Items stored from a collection
━━━━━━

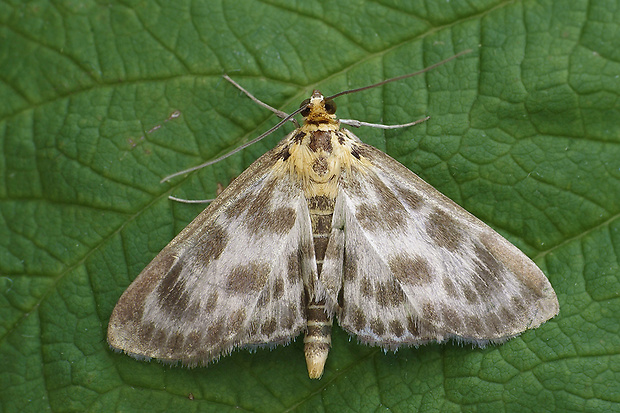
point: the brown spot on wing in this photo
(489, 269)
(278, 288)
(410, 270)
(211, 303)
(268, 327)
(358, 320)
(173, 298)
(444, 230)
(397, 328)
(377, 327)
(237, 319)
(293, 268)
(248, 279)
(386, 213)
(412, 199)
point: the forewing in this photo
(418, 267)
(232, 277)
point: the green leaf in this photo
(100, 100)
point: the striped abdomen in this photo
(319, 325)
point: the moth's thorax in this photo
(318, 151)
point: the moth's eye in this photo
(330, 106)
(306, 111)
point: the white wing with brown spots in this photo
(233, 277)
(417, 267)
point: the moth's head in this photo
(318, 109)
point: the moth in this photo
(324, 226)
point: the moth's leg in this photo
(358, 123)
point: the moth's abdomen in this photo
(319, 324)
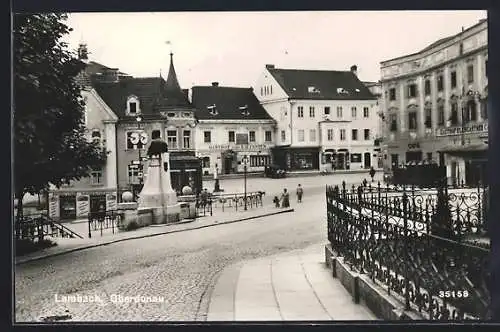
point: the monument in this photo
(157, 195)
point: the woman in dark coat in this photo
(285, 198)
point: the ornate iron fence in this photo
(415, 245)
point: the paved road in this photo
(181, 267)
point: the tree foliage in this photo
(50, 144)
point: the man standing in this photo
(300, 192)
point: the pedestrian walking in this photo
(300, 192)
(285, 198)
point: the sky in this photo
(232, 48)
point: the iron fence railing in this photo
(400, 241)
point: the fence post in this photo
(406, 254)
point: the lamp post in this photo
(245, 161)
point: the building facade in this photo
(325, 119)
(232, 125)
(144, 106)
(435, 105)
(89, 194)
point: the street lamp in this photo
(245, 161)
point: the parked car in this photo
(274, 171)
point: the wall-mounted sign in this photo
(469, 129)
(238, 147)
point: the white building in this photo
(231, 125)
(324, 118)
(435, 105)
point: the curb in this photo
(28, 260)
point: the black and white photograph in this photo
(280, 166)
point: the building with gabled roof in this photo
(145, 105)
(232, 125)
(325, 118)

━━━━━━

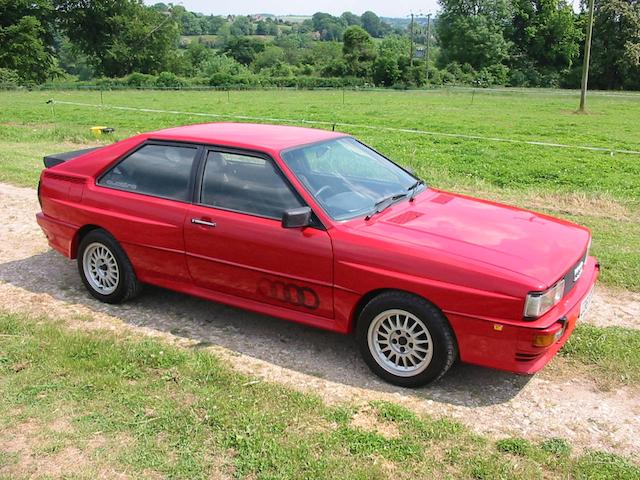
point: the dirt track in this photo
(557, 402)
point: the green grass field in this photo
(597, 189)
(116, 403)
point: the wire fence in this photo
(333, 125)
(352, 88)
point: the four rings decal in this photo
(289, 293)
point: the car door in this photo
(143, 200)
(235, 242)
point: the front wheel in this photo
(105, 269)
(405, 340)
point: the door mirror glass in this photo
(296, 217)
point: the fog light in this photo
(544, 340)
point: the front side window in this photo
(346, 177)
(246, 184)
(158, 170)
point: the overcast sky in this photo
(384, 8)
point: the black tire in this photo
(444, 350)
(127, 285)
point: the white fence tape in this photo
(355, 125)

━━━━━━

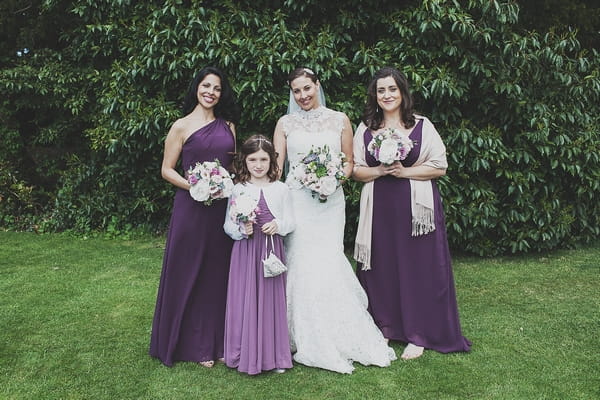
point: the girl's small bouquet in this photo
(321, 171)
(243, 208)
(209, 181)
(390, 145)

━━━━━━

▶ **What the exercise asks**
Find each line in the records that contains the word "white" and copy those lines out.

▶ **Complete output**
point: the white wing with brown spots in this photo
point: the white building in this photo
point: the black and white photograph in this photo
point: the white fence tape in this photo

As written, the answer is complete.